We expected some variation in preferred language in our survey results, however, all respondents chose English as their primary language, which did not differ from the EHR. This is consistent with previous data on self-reported preferred language, which found a concordance rate of 95% with the EHR and is likely due to legally mandated reporting of preferred language in the EHR [2]. Additionally, patients’ primary language and preferred language may differ in the healthcare setting, for ease of interaction with providers and staff.

It is known that when seeking healthcare, transgender individuals, among other gender minorities, report high levels of discrimination and barriers to care, including lack of relevant provider training [11, 20]. Gender identity was not documented for most patients in our sample. A 2020 study of 49,314 individuals admitted at Rush University Medical Center found that 76% (37,371) had missing gender identity data, consistent with a prior report in 2019 8. Further analysis of our data shows that when comparing patients’ gender identity to legal sex in the EHR, there were 7 discrepancies and 6 were patients who self-identified as gender-neutral or transgender. This suggests that gender identity is likely being recorded primarily for transgender or gender-neutral individuals. Normalizing collection and documentation of self-identified gender can contribute to better health outcomes and allow a better understanding of health disparities in gender minority patients [19, 20].

The gold standard for collection of REaL data and gender identity is through patient self-reporting, given the complexities of collection [1, 2, 6, 10]. An improved registration process would include informing patients of the reason behind data collection. It has been noted that when patients are informed of the reason behind the collection of this sensitive information, they are much more comfortable, especially when the reason is for achieving a high quality of care [15, 18]. This improved process would also allow informed patients to self-report their demographics in a universal, easy-to-use format which could potentially reduce errors and improve the completeness and quality of EHR data.

════════

**Your tasks:**
[1] Recast the paragraph of the passage on EHR demographic data that begins "The gold standard for collection" as a bulleted list, keeping its main facts.
[2] Carry on the passage on EHR demographic data, beginning after its final sentence.

**Extracted material:**
════════

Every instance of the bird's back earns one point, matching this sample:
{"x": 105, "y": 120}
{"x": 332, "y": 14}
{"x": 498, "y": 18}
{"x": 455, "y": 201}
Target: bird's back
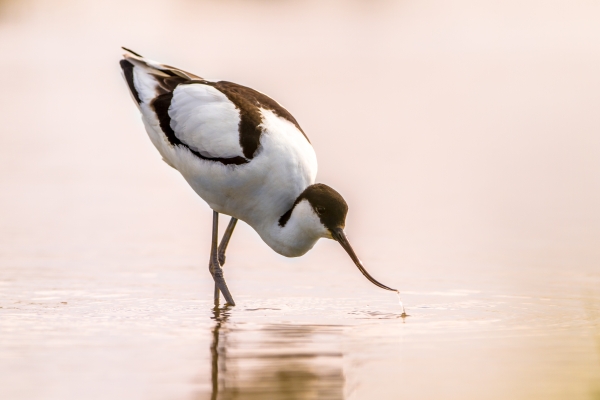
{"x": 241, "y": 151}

════════

**Answers for each item:**
[1]
- Patient self-reporting is the gold standard for collecting REaL data and gender identity, given the complexities of collection.
- An improved registration process would include informing patients of the reason for data collection.
- Patients are much more comfortable with the collection of this sensitive information when told the reason, especially when the reason is achieving a high quality of care.
- This process would let informed patients self-report their demographics in a universal, easy-to-use format, which could reduce errors and improve the completeness and quality of EHR data.

[2]
Our study has limitations. The study was performed at a single institution, and had a relatively small sample size, which may limit generalizability. EHR information was input by registration clerks at each inpatient or outpatient visit. Therefore, data from outpatient visits may possibly be included in this data set. Additionally, we do not know the exact circumstances for which each patients’ data was initially entered into the EHR. There is a possibility that some patients came in emergently, or were very ill, and thus the accuracy of their data may have been affected. We are also unable to account for whether there was a difference in severity of illness between included and excluded patients. Given that many patients were excluded because they were unavailable for procedures or imaging, they may well have been a more seriously ill population which might have introduced some inadvertent bias. Minors’ responses are reflective of their guardian’s survey completion and thus may not reflect individuals’ true responses. Some respondents provided multiple responses or ‘other’, likely due to the fluidity and variability in definitions of race and cultural influences. Finally, the social implications of inquiring about these factors may have caused response bias.

Nonetheless, our study results reveal that discrepancies persist between self-reported REaL and gender identity data and that documented in the EHR. Standardizing improvements in the collection of REaL and gender identity data in the EHR would help ensure accurate patient demographics which are essential for identifying and addressing healthcare disparities.